(Collection entries)

--------------------------------

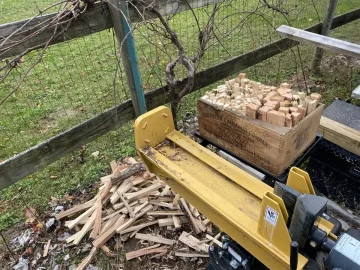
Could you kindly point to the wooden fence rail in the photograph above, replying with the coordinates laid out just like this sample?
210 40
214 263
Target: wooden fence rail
43 154
95 20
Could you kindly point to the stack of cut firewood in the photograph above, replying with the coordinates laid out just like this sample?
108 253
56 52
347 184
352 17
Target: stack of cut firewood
281 106
129 200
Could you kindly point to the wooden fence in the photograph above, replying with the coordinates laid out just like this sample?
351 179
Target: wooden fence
43 154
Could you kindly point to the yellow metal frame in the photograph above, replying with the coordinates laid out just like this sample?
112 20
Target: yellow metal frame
238 203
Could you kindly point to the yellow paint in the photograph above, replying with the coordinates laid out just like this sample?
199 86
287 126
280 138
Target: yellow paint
229 197
247 181
272 222
152 127
300 181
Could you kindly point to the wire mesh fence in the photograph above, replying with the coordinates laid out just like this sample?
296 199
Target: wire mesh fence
74 80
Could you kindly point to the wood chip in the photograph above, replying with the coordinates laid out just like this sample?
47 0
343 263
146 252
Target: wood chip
139 227
107 251
170 222
191 255
103 238
176 200
83 216
85 262
177 222
131 212
155 239
193 242
132 220
166 213
133 169
75 209
190 216
213 240
143 192
98 221
141 252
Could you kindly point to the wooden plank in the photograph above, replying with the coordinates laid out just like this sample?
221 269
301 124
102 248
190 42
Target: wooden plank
341 135
45 153
328 43
325 31
92 21
155 239
145 251
262 144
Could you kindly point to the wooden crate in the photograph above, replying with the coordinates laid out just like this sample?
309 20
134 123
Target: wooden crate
269 147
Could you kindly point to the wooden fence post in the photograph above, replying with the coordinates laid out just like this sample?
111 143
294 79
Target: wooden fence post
325 31
122 26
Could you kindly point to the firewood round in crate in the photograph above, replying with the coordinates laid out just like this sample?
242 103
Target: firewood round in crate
268 126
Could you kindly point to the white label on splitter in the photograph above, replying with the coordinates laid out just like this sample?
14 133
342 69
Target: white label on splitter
271 215
349 247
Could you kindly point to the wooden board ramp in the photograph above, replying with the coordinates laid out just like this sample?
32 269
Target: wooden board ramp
340 124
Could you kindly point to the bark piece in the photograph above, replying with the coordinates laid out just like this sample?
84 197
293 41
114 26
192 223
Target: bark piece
155 239
190 216
193 242
145 251
133 169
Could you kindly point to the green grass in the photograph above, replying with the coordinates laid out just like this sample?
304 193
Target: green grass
74 82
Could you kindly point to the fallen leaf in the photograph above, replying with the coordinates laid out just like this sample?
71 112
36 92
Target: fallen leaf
23 264
28 251
95 154
30 214
107 251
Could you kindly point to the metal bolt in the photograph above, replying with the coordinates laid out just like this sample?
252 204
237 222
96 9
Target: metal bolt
234 264
225 238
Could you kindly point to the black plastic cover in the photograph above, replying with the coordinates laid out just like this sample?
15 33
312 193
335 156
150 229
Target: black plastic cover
346 253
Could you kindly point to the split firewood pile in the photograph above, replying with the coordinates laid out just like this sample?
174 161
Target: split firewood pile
131 200
281 106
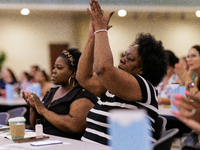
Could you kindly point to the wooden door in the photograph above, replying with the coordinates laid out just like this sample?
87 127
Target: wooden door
55 51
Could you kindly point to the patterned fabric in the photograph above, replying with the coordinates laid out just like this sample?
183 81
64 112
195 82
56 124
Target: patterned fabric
97 125
165 93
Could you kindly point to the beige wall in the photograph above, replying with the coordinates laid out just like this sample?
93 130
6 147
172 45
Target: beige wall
177 34
26 39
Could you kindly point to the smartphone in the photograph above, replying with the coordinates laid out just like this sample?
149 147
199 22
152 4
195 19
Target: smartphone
46 142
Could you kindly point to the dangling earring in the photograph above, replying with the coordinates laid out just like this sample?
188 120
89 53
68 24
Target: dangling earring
69 81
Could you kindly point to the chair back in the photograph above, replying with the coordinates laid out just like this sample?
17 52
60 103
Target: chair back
166 140
17 112
161 123
4 118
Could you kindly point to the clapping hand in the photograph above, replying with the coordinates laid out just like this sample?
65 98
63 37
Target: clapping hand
97 16
189 112
34 99
26 95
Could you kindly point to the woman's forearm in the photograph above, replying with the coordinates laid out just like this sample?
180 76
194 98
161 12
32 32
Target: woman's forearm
85 65
102 53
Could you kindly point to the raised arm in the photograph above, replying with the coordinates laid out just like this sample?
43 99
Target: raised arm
85 75
117 81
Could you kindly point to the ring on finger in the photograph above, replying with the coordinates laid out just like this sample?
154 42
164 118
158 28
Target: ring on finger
193 111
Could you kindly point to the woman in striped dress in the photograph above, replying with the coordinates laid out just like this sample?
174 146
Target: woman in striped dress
130 86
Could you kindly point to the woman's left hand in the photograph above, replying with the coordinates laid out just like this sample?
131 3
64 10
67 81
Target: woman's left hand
188 107
97 16
39 106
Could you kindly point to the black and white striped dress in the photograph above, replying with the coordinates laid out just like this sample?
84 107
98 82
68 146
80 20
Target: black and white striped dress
97 125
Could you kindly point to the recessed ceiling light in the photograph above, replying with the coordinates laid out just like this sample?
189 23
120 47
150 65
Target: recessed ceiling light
25 11
197 13
122 13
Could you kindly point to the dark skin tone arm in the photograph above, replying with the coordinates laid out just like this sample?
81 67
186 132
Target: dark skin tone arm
33 113
85 75
127 87
74 122
185 107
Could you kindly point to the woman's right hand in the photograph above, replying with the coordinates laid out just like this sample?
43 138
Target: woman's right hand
97 16
26 95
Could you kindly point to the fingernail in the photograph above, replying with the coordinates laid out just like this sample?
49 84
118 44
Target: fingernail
176 102
187 92
176 113
178 96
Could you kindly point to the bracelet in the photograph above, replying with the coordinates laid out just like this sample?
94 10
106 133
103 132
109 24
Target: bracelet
101 30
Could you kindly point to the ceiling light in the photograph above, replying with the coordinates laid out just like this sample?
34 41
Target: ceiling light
197 13
25 11
122 13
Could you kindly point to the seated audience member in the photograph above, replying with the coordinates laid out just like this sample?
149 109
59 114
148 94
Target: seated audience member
189 111
34 69
130 86
24 80
183 62
42 78
171 77
7 77
64 108
193 60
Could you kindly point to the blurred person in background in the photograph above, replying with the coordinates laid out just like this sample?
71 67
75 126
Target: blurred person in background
171 77
193 59
7 77
24 80
43 79
34 69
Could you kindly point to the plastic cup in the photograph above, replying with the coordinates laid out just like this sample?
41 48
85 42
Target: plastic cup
17 127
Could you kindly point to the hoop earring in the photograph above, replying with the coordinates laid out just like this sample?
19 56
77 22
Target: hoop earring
69 81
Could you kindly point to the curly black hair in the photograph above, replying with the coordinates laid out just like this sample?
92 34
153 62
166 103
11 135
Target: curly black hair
171 58
152 56
76 55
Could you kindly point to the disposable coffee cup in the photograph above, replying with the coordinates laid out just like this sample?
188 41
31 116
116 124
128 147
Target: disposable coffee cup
176 89
17 127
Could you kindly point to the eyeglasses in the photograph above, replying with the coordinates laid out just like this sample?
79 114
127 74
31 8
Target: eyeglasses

--------------------------------

What to work on:
Number of lines with the string "eyeglasses" in the data above: report this figure and nothing more.

Exercise response:
2